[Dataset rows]
## Begin

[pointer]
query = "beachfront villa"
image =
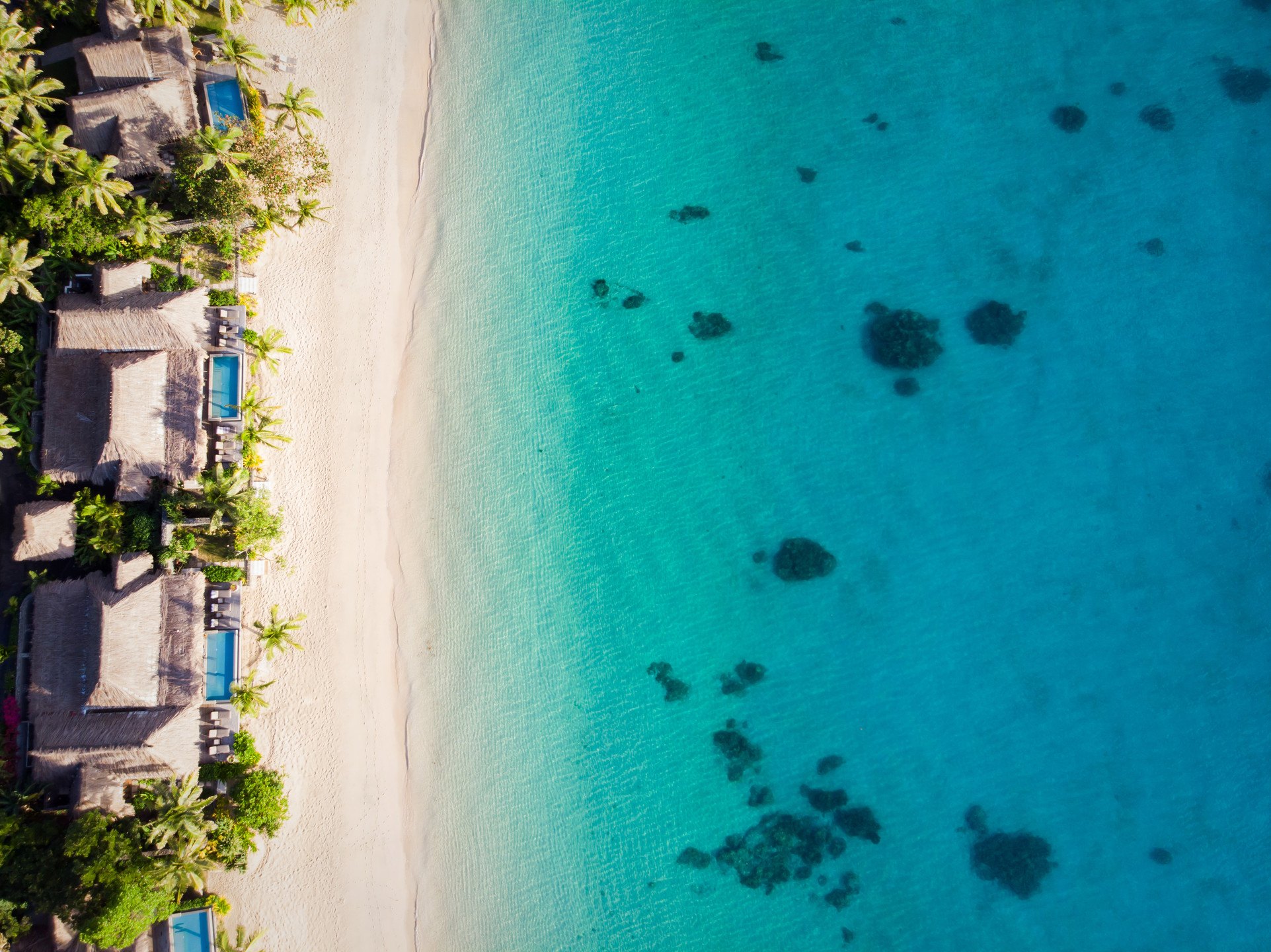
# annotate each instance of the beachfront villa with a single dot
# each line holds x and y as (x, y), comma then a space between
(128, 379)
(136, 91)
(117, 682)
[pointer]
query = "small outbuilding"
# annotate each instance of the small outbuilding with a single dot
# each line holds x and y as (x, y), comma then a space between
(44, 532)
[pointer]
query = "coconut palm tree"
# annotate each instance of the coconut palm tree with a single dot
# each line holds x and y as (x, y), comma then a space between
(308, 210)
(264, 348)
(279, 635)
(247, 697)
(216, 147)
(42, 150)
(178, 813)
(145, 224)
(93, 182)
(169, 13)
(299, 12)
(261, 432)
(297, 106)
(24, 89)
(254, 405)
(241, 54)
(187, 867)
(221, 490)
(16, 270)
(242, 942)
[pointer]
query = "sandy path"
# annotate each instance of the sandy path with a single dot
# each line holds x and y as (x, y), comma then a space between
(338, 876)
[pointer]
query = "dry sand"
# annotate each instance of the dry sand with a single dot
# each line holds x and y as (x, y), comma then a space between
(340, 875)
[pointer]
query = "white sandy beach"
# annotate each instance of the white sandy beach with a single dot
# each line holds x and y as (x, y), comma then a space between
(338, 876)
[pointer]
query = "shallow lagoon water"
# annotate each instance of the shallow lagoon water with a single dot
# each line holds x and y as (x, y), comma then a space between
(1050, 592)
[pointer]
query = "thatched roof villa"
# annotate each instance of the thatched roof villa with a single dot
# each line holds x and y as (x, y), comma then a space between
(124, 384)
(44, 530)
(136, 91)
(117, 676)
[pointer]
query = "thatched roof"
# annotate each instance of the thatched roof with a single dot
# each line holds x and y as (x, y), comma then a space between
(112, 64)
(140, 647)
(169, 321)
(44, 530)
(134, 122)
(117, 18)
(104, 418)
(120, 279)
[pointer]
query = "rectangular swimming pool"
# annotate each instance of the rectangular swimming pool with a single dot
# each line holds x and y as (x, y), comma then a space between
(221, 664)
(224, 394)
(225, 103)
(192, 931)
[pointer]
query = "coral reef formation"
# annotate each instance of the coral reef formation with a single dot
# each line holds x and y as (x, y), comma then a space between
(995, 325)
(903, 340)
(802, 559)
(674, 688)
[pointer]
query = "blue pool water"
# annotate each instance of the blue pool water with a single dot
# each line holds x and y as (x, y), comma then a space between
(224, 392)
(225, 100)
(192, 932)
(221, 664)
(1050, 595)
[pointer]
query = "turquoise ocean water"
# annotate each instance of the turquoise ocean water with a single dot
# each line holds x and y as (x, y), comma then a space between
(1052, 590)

## End
## Begin

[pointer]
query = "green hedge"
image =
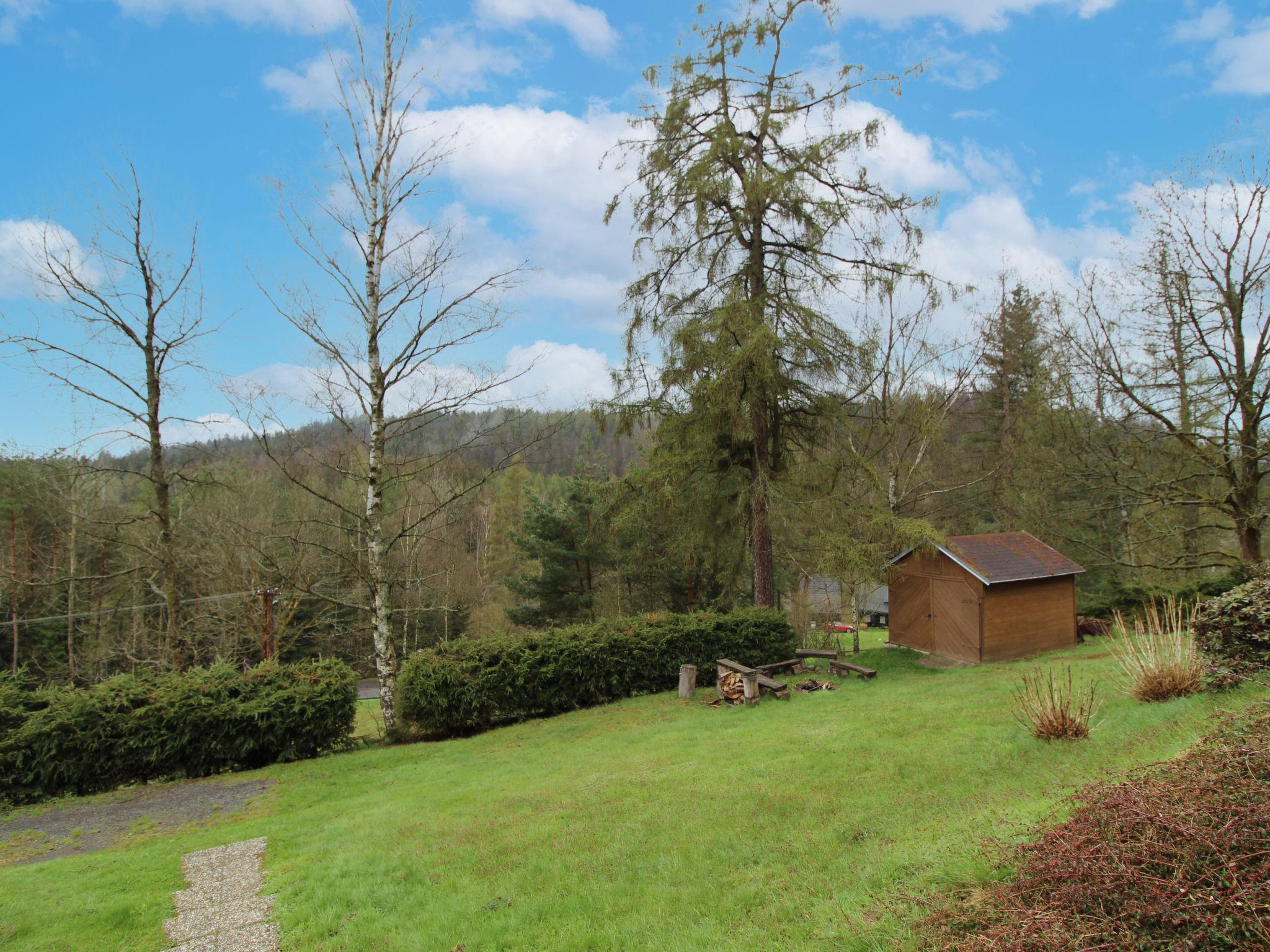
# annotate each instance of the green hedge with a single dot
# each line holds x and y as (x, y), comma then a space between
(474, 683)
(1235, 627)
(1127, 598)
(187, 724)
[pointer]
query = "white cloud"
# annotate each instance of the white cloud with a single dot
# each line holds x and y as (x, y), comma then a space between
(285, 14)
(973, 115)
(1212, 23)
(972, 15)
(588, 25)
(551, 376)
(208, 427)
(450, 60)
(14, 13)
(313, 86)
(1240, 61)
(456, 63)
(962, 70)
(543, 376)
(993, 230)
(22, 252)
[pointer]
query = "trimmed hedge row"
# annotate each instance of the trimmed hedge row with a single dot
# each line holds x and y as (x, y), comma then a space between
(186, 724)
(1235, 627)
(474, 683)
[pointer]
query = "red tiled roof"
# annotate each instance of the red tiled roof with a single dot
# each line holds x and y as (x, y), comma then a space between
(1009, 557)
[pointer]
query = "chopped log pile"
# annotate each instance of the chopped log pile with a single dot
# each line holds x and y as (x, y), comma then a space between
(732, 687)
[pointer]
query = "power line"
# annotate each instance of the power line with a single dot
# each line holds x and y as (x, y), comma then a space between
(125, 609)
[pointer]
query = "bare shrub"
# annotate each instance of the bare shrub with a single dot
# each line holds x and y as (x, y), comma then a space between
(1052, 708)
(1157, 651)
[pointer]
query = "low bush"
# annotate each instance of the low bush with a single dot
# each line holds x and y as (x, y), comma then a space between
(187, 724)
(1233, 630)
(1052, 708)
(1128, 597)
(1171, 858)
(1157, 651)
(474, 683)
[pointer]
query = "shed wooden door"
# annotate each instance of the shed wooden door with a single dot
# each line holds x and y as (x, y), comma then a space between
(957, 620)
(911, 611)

## End
## Begin

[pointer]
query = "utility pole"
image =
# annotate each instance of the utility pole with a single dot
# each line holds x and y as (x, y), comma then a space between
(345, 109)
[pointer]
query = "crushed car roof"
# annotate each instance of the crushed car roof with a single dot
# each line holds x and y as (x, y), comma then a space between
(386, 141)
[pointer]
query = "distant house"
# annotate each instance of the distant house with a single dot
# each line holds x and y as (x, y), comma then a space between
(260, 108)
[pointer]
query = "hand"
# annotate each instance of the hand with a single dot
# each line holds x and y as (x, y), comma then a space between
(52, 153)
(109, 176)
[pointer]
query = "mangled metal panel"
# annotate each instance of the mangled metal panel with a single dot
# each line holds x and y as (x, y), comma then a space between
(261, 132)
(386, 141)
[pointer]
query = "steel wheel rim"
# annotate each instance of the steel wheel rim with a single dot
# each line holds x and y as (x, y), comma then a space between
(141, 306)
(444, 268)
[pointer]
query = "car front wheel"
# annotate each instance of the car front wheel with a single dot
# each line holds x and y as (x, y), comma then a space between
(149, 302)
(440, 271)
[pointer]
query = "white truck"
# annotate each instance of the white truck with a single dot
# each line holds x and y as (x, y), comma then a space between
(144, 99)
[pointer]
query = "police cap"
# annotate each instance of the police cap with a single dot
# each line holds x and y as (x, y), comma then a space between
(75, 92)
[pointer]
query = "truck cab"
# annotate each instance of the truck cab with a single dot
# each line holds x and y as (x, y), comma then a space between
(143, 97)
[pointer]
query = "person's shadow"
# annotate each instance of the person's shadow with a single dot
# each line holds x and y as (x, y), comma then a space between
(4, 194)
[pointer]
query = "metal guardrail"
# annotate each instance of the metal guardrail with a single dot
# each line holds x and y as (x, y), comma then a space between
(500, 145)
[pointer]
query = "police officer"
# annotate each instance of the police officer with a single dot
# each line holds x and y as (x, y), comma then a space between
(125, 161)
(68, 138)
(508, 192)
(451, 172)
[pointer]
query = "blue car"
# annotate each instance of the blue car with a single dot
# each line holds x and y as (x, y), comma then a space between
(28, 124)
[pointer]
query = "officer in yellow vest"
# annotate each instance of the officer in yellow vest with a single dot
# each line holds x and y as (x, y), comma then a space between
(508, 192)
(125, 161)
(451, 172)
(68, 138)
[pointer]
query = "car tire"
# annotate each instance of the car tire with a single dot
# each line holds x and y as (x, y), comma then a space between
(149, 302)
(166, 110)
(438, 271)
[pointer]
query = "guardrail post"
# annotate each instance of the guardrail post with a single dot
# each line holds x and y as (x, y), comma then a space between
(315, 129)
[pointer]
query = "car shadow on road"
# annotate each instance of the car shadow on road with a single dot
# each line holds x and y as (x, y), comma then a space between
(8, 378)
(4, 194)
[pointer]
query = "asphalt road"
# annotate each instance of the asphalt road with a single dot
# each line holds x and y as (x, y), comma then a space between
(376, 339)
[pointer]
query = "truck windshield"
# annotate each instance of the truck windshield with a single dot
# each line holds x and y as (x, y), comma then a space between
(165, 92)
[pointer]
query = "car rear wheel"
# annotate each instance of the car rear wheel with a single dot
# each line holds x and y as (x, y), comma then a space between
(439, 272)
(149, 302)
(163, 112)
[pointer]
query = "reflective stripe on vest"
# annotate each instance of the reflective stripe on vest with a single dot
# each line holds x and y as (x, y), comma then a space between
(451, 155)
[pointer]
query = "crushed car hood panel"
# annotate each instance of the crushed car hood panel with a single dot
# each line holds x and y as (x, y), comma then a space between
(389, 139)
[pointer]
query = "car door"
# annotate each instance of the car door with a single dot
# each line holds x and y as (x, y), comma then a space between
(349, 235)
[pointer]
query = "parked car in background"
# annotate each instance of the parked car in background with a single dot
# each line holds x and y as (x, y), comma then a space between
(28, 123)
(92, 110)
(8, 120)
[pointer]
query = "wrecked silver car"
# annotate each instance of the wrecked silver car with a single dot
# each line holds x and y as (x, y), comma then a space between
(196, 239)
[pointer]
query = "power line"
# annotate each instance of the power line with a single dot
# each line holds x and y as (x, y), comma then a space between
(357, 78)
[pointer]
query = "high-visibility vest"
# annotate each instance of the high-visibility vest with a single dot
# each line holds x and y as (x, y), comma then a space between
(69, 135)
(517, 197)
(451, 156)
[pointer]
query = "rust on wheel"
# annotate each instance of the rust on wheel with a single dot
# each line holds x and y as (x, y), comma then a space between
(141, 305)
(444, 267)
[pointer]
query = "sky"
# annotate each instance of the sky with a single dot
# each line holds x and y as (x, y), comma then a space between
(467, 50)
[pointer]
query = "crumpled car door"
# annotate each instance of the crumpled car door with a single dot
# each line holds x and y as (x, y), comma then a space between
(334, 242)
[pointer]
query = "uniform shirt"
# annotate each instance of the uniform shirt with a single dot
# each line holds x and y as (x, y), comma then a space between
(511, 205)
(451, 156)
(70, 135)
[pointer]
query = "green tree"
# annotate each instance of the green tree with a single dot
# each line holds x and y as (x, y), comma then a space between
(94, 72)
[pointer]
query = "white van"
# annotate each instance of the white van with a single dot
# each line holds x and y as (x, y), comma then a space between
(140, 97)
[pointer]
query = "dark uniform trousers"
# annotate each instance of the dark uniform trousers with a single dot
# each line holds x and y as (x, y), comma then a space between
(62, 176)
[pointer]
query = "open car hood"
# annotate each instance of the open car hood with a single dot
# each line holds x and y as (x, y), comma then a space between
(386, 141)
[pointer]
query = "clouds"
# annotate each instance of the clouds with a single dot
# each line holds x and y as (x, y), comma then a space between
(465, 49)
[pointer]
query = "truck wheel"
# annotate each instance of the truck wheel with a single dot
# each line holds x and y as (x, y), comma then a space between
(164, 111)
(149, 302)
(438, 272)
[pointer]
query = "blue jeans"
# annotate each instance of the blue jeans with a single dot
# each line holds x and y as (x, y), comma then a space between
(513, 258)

## End

Please pick out every line in the rows above that contains the string "pool" and copy each one. Case counts.

query = "rectangular swimming pool"
# annotate each instance of the rectangular swimming pool with a single dot
query = "blue pool water"
# annotate each instance of the blue pool water with a single dot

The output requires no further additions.